[Opening The input section]

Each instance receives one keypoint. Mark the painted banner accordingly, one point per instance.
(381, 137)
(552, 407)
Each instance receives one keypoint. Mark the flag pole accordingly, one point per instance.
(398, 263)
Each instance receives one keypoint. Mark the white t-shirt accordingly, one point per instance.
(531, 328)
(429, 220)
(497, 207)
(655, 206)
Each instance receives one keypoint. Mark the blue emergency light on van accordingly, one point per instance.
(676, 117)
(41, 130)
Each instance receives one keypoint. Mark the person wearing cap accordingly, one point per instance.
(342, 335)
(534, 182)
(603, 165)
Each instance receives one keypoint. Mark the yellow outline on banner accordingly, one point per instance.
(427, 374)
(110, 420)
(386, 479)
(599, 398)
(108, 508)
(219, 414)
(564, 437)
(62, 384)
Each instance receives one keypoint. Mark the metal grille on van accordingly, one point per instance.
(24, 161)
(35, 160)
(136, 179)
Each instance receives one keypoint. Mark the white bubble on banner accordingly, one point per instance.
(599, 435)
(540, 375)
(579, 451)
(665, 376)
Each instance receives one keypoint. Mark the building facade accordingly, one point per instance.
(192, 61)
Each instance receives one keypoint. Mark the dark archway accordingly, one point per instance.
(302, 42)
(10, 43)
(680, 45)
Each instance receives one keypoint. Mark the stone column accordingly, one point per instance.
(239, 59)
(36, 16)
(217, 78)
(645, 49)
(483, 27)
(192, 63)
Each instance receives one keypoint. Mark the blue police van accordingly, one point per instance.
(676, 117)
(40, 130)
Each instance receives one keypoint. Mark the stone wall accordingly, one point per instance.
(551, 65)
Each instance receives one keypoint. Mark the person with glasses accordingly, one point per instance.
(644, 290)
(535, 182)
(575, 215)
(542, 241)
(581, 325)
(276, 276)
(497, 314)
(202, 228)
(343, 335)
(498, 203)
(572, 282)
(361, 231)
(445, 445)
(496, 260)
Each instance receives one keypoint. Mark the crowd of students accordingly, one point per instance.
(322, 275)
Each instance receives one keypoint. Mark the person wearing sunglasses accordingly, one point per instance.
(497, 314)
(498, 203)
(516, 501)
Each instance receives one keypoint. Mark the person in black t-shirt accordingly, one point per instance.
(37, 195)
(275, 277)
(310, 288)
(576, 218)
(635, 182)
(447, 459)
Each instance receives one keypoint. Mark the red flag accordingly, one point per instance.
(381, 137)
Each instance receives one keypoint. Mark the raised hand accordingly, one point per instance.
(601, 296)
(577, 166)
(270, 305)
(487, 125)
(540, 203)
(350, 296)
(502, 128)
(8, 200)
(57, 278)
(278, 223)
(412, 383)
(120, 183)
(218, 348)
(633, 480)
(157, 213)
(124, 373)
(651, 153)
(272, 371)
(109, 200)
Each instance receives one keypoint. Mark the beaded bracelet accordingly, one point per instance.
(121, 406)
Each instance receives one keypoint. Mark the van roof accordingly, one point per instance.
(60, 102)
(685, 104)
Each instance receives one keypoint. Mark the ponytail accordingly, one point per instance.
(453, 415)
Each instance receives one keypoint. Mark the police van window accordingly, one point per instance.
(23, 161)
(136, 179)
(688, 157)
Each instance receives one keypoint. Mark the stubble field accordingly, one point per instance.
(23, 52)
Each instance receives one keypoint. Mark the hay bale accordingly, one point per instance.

[Closing The input section]

Only the span from the line with "Each instance receives one keypoint. Mark the ponytail" through the final line of the records goes in the output, each line unchanged.

▸ Exercise solution
Each instance receives one keypoint. Mark the ponytail accordingly, one point per instance.
(453, 415)
Each instance receives one keypoint. Mark the police van window accordingly, one point per instance.
(23, 161)
(136, 179)
(688, 157)
Each instance receives one keypoint. Mark the stubble field accordingly, one point per instance.
(23, 52)
Each instance receives one keypoint. Mark the hay bale accordingly, one point per instance.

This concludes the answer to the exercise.